Excerpt from a dataset:
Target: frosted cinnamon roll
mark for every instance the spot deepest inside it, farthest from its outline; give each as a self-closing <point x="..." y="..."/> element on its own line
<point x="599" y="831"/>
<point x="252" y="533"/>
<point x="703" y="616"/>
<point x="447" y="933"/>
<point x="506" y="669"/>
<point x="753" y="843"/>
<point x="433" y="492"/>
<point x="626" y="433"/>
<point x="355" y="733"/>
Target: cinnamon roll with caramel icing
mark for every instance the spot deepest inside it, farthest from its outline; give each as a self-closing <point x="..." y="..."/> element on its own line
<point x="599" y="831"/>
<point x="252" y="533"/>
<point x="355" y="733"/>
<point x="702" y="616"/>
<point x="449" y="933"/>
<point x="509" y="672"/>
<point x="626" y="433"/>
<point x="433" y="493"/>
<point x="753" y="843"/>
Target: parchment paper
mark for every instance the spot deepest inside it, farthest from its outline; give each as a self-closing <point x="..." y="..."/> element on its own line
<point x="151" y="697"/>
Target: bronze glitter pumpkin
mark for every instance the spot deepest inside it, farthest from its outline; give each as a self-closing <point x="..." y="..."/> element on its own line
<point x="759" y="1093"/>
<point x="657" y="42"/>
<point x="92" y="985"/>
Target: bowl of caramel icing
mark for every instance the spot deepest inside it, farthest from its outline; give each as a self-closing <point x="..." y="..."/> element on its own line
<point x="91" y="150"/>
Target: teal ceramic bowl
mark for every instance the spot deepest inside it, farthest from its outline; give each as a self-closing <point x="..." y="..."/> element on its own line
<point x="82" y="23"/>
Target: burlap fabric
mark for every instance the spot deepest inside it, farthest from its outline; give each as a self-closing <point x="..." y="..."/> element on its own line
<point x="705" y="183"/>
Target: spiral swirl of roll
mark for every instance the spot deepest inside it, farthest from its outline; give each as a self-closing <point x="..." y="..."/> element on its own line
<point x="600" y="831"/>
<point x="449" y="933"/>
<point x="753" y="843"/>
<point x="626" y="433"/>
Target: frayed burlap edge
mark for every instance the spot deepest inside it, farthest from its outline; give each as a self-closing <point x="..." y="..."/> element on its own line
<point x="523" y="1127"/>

**Exercise task**
Reproduce every line of the entries above verbatim.

**Response to this task**
Target: frosted cinnamon roll
mark for every instance the spot deepest inside it, farthest from its outline; give each as a self-closing <point x="..." y="..."/> element on its own line
<point x="599" y="831"/>
<point x="252" y="533"/>
<point x="703" y="616"/>
<point x="447" y="933"/>
<point x="506" y="669"/>
<point x="753" y="843"/>
<point x="433" y="492"/>
<point x="626" y="433"/>
<point x="355" y="733"/>
Target: cinnamon roll with caramel icing
mark for every instance the spot deepest inside it, farthest from its outline; give each as a self-closing <point x="..." y="..."/> element on its own line
<point x="599" y="831"/>
<point x="252" y="533"/>
<point x="355" y="733"/>
<point x="702" y="616"/>
<point x="449" y="933"/>
<point x="509" y="672"/>
<point x="626" y="433"/>
<point x="433" y="493"/>
<point x="753" y="843"/>
Target: parchment paper
mark for every instance the spot deepest inside it, farthest from its outline; give each as a self-closing <point x="..." y="..."/> element on its own line
<point x="151" y="697"/>
Target: bronze glitter pumpkin
mark for every instance the spot deepest inside it, farthest from its outline; give each as a self-closing <point x="..." y="..."/> element on its own line
<point x="759" y="1093"/>
<point x="657" y="42"/>
<point x="92" y="985"/>
Target: bowl of caramel icing
mark for every instance the spot deepest inside it, farthest from its outline; give each as a self-closing <point x="..." y="..."/> element on its own line
<point x="91" y="150"/>
Target: teal ceramic bowl
mark for every instance the spot deepest inside it, farthest from its outline; give each as a self-closing <point x="..." y="..."/> element on its own line
<point x="82" y="23"/>
Target: burlap fabric
mark for every instance the spot deepest inside it, farthest from its outline; give each as a self-closing <point x="..." y="..."/> element on its own line
<point x="705" y="183"/>
Target: spiral swirl of roll
mark for every instance the spot deepest inside it, farthest from its outline; give each as a self-closing <point x="..." y="..."/> element on its own line
<point x="600" y="831"/>
<point x="449" y="933"/>
<point x="753" y="843"/>
<point x="626" y="433"/>
Target: frayed burlap edge
mark for every instance the spot deepest inside it, farthest from its outline; give each as a self-closing <point x="..." y="..."/> element on its own line
<point x="523" y="1127"/>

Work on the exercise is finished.